#### EXERCISE OBJECTIVE:
Look below for the line containing "formatted like [734,446]."; from there through the line containing "formatted like [783,762].", both lines included, please set down each line exactly and nothing else.

#### INFORMATION:
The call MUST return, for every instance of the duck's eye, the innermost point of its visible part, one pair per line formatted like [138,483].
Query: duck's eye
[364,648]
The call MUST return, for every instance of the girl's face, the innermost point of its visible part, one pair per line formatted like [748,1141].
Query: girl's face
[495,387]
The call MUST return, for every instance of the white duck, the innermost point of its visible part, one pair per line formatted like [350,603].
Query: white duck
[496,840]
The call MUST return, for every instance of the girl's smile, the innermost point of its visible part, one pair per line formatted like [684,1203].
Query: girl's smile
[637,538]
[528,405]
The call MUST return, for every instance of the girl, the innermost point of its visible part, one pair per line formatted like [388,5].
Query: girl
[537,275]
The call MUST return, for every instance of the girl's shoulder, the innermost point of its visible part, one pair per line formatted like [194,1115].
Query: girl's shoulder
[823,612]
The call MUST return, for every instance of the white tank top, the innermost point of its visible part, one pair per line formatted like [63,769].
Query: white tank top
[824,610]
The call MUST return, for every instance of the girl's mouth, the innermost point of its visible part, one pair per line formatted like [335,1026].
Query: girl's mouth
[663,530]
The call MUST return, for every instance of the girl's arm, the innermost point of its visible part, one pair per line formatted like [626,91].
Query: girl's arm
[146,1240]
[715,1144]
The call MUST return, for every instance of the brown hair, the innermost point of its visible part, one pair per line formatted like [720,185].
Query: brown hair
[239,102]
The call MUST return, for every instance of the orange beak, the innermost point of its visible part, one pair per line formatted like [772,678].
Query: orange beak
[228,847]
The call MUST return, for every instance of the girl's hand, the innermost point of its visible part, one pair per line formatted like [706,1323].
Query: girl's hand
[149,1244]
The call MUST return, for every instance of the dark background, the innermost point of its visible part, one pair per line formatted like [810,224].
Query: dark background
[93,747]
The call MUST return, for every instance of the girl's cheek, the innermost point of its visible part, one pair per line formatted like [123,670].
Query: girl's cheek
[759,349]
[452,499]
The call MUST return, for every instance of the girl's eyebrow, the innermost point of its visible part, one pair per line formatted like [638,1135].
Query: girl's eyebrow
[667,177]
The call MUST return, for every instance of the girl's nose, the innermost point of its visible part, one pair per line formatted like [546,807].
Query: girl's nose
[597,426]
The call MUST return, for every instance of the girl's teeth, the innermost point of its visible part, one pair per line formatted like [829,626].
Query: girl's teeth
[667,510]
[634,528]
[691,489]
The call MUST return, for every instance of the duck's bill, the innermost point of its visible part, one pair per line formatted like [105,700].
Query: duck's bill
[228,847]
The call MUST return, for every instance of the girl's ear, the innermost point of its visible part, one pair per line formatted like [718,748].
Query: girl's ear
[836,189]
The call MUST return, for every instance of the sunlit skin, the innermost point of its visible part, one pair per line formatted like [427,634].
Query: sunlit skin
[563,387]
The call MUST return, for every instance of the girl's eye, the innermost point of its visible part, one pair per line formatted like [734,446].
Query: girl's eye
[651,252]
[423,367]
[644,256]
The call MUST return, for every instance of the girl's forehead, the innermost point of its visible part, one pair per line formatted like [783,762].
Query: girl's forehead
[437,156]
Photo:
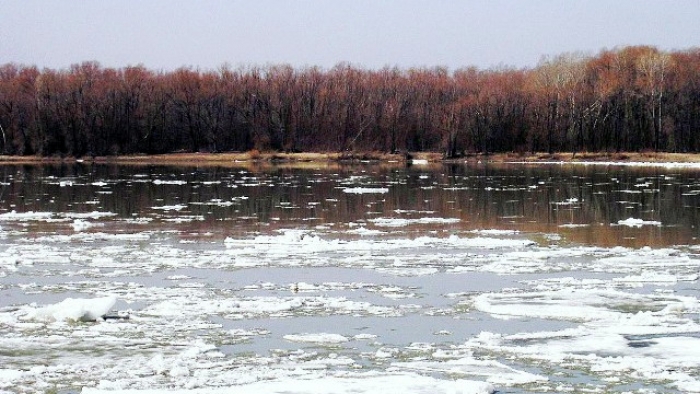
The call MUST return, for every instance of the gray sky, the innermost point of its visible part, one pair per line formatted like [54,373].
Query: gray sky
[167,34]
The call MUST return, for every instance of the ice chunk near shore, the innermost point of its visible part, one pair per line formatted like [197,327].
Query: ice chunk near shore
[355,383]
[632,222]
[73,309]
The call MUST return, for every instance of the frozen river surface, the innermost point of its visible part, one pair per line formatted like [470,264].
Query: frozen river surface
[460,279]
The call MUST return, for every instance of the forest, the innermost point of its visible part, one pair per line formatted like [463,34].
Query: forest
[629,99]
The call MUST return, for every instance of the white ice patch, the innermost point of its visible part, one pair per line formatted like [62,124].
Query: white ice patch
[352,383]
[73,309]
[632,222]
[25,216]
[178,207]
[319,338]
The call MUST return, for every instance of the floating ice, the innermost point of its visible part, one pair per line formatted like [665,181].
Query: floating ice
[75,309]
[356,383]
[320,338]
[25,216]
[632,222]
[178,207]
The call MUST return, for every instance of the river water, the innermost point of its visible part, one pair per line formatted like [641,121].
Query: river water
[471,278]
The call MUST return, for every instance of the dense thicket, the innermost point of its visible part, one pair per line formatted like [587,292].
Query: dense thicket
[627,99]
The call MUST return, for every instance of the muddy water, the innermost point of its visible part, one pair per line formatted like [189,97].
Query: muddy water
[531,277]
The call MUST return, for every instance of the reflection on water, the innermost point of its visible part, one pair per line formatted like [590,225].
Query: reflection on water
[480,272]
[583,204]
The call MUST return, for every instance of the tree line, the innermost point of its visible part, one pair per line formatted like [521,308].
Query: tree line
[635,98]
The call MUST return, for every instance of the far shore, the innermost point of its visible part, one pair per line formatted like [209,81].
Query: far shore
[271,158]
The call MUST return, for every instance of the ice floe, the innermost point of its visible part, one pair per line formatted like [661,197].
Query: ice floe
[632,222]
[73,309]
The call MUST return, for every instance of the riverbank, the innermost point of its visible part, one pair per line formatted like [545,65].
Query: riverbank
[253,157]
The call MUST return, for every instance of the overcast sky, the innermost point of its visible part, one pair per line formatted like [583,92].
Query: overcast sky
[167,34]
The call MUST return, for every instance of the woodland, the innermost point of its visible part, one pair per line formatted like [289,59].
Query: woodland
[628,99]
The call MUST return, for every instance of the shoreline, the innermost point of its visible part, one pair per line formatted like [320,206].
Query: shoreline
[272,158]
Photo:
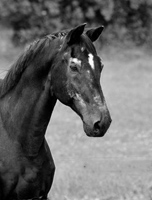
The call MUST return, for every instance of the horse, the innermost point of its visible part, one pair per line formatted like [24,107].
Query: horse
[63,66]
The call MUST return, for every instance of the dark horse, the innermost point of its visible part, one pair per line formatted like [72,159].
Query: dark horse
[63,66]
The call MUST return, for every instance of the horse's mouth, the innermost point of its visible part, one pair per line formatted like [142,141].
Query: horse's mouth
[98,130]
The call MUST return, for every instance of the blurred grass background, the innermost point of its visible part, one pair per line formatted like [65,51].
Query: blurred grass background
[119,165]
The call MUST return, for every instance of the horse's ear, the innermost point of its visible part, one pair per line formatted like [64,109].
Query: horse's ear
[74,35]
[93,34]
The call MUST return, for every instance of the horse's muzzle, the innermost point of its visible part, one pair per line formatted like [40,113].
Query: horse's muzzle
[98,128]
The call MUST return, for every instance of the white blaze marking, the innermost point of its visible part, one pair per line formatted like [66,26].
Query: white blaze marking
[76,61]
[91,62]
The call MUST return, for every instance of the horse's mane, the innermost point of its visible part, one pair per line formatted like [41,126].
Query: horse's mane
[34,49]
[14,74]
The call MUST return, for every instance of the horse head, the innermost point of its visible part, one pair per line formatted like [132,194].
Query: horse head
[75,79]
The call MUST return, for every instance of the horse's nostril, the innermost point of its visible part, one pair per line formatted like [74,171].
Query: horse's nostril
[97,126]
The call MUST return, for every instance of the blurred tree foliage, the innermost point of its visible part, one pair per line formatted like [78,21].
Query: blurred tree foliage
[123,19]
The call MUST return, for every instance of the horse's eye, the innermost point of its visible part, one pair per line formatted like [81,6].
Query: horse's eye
[74,67]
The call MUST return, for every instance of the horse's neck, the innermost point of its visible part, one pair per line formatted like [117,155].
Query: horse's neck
[26,112]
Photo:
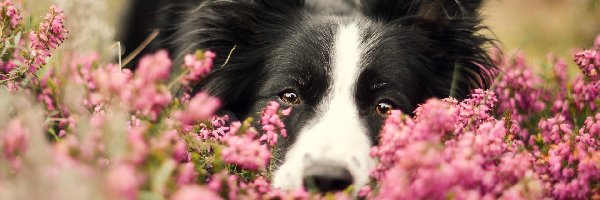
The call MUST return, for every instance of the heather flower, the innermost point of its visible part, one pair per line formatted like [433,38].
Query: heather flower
[554,130]
[199,65]
[194,192]
[476,110]
[589,134]
[517,90]
[222,183]
[245,151]
[200,108]
[271,123]
[123,182]
[107,81]
[14,142]
[147,96]
[187,174]
[10,13]
[589,63]
[585,94]
[139,149]
[154,68]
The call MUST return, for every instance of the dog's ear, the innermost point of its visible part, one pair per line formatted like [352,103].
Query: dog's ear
[451,30]
[239,32]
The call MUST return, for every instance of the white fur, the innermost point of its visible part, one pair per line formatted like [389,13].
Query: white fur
[336,134]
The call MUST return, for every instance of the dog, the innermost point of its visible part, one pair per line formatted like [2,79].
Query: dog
[342,65]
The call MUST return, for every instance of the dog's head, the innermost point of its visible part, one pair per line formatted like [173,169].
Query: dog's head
[342,74]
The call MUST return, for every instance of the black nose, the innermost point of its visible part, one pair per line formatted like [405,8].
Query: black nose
[325,177]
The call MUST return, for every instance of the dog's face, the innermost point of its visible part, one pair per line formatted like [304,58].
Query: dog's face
[340,74]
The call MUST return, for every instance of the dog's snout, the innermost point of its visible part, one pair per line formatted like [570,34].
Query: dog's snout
[325,177]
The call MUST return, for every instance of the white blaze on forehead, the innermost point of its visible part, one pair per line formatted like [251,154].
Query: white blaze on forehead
[336,134]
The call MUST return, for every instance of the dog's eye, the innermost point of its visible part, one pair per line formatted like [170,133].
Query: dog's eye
[384,107]
[290,98]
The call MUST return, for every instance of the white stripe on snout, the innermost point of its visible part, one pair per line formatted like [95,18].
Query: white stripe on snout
[336,134]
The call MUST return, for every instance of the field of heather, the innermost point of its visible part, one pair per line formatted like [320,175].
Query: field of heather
[74,124]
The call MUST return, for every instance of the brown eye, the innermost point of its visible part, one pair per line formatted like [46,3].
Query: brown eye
[290,98]
[384,107]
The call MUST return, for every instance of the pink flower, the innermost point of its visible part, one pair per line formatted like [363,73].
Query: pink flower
[201,108]
[187,174]
[217,128]
[11,13]
[224,183]
[123,182]
[518,91]
[585,94]
[271,123]
[245,151]
[554,129]
[154,68]
[49,35]
[589,63]
[180,152]
[14,142]
[194,192]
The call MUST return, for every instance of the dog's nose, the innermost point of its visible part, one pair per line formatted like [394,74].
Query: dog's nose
[325,177]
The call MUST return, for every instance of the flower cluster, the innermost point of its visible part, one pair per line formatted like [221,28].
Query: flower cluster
[271,123]
[23,56]
[244,150]
[49,35]
[10,13]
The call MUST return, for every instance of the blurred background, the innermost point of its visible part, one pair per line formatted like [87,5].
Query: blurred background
[535,27]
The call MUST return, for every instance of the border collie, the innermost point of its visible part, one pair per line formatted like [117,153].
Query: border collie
[341,64]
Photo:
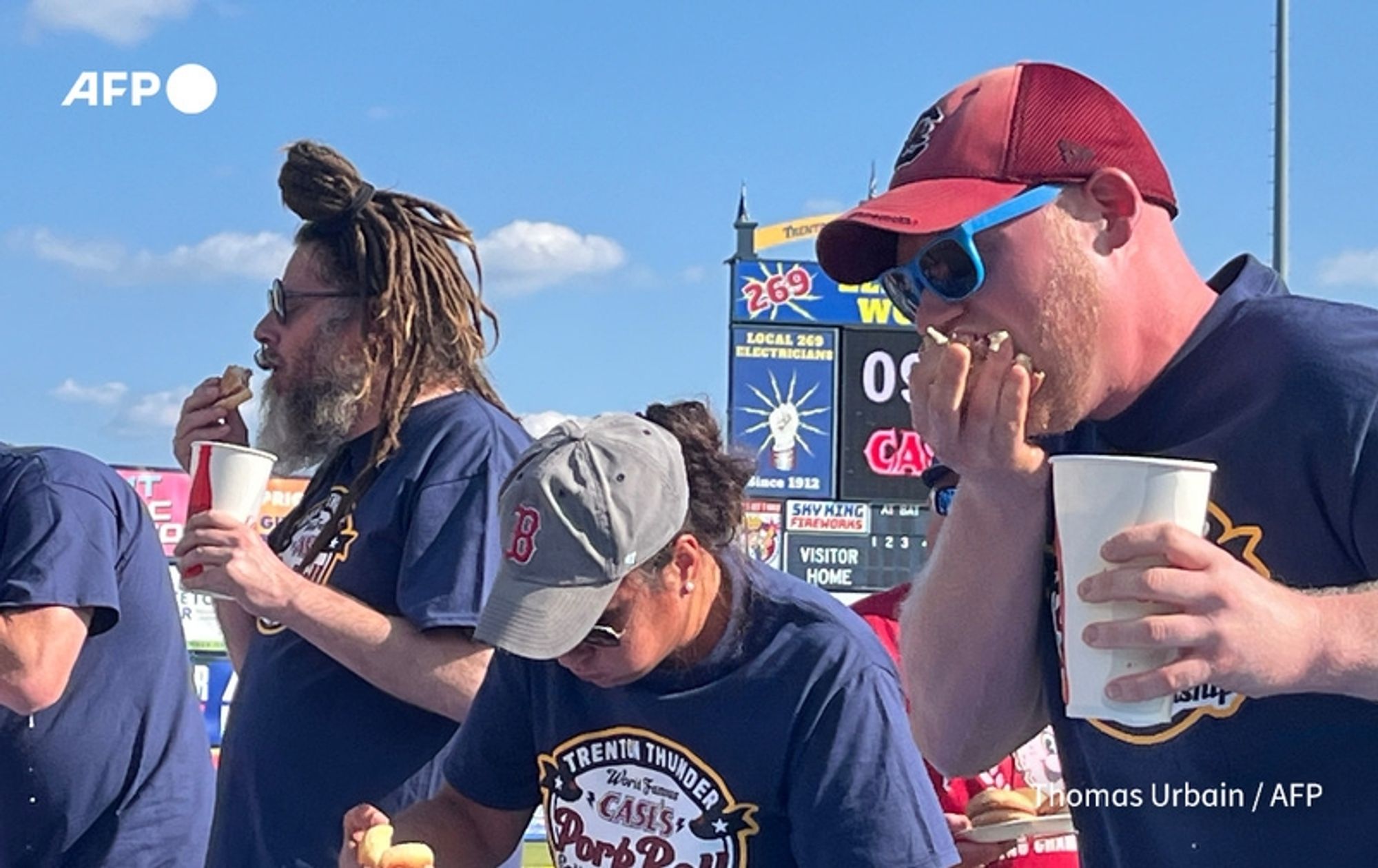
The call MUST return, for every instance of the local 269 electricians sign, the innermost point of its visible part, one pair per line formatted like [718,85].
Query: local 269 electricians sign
[880,457]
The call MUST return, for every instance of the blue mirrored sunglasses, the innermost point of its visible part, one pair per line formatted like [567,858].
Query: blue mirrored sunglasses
[603,636]
[950,267]
[943,499]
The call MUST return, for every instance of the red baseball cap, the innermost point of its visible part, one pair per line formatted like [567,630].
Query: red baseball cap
[986,141]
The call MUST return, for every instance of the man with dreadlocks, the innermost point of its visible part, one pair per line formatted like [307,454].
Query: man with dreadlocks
[352,628]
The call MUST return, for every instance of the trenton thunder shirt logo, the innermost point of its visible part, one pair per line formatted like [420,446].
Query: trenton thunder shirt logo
[629,797]
[1190,707]
[304,539]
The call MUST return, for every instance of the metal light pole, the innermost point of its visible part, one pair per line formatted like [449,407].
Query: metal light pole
[1281,144]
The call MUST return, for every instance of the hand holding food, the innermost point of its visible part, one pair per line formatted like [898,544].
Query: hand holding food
[235,388]
[983,349]
[378,851]
[971,397]
[996,805]
[212,413]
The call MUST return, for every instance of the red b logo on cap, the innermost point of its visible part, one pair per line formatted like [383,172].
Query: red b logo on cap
[524,535]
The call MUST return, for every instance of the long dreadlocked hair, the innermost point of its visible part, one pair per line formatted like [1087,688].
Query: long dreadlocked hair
[424,318]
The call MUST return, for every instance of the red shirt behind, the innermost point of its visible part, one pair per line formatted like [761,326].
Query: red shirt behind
[883,614]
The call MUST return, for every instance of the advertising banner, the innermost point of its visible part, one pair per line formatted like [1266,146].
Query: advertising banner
[783,396]
[763,537]
[880,457]
[800,293]
[892,553]
[166,495]
[827,517]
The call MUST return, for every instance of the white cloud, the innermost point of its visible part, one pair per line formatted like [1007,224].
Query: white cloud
[823,206]
[539,424]
[150,414]
[125,23]
[1351,268]
[228,254]
[104,393]
[524,257]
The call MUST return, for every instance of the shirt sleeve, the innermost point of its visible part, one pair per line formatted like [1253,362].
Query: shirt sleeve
[1364,520]
[450,556]
[870,807]
[60,548]
[495,761]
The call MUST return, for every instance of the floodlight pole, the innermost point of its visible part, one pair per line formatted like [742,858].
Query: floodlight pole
[1281,144]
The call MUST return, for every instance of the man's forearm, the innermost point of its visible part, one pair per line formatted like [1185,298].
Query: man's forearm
[39,647]
[969,632]
[1348,659]
[451,831]
[439,670]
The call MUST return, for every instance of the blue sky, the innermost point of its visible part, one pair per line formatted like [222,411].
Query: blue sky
[597,151]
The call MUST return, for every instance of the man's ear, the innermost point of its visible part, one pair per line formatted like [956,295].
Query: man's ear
[1117,200]
[687,561]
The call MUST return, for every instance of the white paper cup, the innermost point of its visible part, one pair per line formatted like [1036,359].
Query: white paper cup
[1095,498]
[228,479]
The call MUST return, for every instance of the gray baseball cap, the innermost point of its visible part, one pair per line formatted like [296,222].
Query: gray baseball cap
[585,505]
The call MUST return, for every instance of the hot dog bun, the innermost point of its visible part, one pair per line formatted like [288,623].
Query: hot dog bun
[409,856]
[997,805]
[235,388]
[377,841]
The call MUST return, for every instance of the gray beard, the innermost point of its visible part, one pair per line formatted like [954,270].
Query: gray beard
[304,424]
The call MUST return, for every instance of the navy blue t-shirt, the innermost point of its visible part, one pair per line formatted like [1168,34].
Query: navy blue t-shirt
[118,774]
[1281,393]
[307,738]
[788,746]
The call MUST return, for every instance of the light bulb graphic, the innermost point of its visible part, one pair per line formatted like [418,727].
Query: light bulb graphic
[785,436]
[785,422]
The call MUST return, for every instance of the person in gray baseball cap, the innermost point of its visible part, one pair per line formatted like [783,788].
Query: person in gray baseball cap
[666,701]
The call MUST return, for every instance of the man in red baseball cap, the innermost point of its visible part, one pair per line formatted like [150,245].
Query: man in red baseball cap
[1029,235]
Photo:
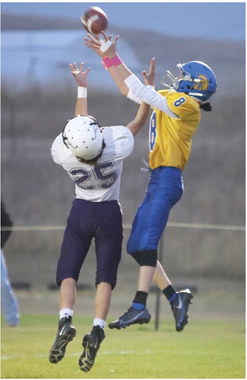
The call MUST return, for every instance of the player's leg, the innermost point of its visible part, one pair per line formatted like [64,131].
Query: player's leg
[179,301]
[164,190]
[73,252]
[91,342]
[108,242]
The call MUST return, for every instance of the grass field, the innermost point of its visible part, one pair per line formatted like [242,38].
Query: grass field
[204,350]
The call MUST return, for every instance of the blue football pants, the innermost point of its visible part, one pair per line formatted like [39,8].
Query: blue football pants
[164,190]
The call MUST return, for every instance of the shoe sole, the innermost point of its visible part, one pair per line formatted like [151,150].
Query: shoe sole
[57,354]
[85,362]
[185,321]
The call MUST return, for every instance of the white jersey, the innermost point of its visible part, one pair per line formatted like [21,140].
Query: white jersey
[101,182]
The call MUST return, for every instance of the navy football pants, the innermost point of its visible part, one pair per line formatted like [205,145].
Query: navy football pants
[101,221]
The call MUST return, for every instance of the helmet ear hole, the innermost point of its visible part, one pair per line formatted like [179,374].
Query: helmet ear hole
[83,137]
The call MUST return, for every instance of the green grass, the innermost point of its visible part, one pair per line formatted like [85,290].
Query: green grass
[205,350]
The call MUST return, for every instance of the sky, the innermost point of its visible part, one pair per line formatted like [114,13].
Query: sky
[213,20]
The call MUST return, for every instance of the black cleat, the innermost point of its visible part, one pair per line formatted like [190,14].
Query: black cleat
[131,317]
[91,343]
[180,308]
[66,333]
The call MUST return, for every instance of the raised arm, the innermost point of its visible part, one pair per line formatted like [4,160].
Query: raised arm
[127,82]
[82,84]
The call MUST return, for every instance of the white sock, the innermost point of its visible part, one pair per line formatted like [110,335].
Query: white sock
[65,313]
[99,322]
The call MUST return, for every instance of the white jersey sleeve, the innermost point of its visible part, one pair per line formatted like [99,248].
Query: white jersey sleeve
[100,182]
[148,95]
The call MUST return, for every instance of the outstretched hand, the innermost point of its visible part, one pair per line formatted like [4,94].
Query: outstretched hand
[79,75]
[95,43]
[149,77]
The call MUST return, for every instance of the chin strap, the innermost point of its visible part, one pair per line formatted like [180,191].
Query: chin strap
[206,107]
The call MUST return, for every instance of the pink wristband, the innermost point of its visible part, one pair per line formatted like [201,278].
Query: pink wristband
[109,62]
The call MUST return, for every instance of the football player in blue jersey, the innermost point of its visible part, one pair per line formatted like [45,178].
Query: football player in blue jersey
[175,118]
[93,158]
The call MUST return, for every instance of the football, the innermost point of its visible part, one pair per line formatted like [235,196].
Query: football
[94,20]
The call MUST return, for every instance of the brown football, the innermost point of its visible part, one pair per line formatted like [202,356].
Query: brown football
[94,20]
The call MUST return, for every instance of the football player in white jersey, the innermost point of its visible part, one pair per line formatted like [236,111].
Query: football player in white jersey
[175,118]
[93,158]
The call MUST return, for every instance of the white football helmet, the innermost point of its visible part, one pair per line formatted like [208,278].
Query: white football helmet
[83,137]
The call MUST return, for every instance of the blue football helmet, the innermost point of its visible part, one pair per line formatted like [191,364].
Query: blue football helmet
[196,79]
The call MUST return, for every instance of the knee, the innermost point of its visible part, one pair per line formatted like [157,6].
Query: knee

#### TASK OUTPUT:
The call MUST return, for every instance of the girl's eye, the innermost point of its visible part, one pair per line formatted like [734,446].
Query: girl's eye
[651,252]
[423,367]
[644,256]
The call MUST return, for every instance of the girl's forehead, the innermost point of its visible part, one pair per line formatted like [783,762].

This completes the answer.